### Texte
......

Avec son pull à col roulé bleu marine assorti à son costume, l'ancien PDG du fleuron numérique Wirecard est apparu jeudi, à l'ouverture de son procès pénal à Munich, comme au temps où il rencontrait les actionnaires en assemblée générale.

Mais Markus Braun n'est plus le flamboyant patron d'une des entreprises de paiement en ligne les plus en vue du secteur.

L'homme au visage émacié, détenu depuis deux ans et demi, est jugé pour de multiples malversations ayant conduit à la faillite retentissante de Wirecard, un scandale qui a éclaboussé, en 2020, le monde financier et politique allemand.

Son procès a débuté dans une salle sécurisée au sein de la prison de Stadelheim, dans la capitale bavaroise, et se poursuivra au moins jusqu'en 2024.

La voix assurée, l'Autrichien de 53 ans a répondu aux premières questions de routine du tribunal.

Suivant avec attention, sur son ordinateur, la fastidieuse lecture de l'acte d'accusation, l'ingénieur informaticien a donné l'impression qu'il est là pour en découdre avec la justice.

Il nie tout délit, se considérant plutôt comme victime de la fraude. Il devrait s'exprimer lors de la prochaine audience lundi.

- Patron milliardaire -

Pendant les années d'ascension fulgurante de Wirecard, Markus Braun cultivait les ressemblances avec l'ex-patron d'Apple, Steve Jobs, aimant comme lui exposer sa vision d'un avenir numérique.

Mais le parquet de Munich le voit comme un escroc et chef de bande, le tenant comme principal responsable d'un scandale "sans précédent" dans l'Allemagne d'après-guerre, selon le ministre des Finances de l'époque Olaf Scholz, depuis devenu chancelier.

M. Braun est accusé de fraude comptable, de manipulation de marché, d'abus de confiance aggravés et d'escroquerie en bande organisée.

Deux anciens cadres sont également dans le box : Stephan von Erffa, ancien chef comptable, et Oliver Bellenhaus, ancien directeur d'une filiale basée à Dubaï, qui va servir de "témoin clé" pour l'accusation.

L'avocat de M. Bellenhaus, Florian Eder, a déclaré jeudi s'attendre à l'indulgence des juges pour son client qui a coopéré avec la justice, espérant qu'il sera même libéré de sa détention provisoire pendant le procès.

Prenant la tête en 2002 d'une jeune start-up qui gagnait de l'argent grâce aux sites pornos et jeux d'argent, M. Braun a hissé Wirecard jusqu'à l'élite de la Bourse allemande, l'indice Dax, en 2018.

La firme d'Aschheim, dans la banlieue de Munich, valait alors plus que le mastodonte Deutsche Bank et M. Braun, qui détenait 7% des actions, était milliardaire.

......

### Consigne
Pour chacune des affirmations suivantes, indiquez par oui ou par non si elle concorde avec le texte sur le procès Wirecard, en citant textuellement les mots qui tranchent : (a) Le procès s'est ouvert dans une salle sécurisée de la prison de Stadelheim. (b) Markus Braun reconnaît une partie des délits qui lui sont reprochés. (c) Wirecard a rejoint l'indice Dax en 2018.

### Matériel fourni
......

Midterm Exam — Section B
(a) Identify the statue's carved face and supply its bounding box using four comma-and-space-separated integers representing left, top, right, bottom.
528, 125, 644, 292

......

### Réponse rédigée
(a) Oui : « Son procès a débuté dans une salle sécurisée au sein de la prison de Stadelheim »
(b) Non : « Il nie tout délit, se considérant plutôt comme victime de la fraude. »
(c) Oui : « M. Braun a hissé Wirecard jusqu'à l'élite de la Bourse allemande, l'indice Dax, en 2018. »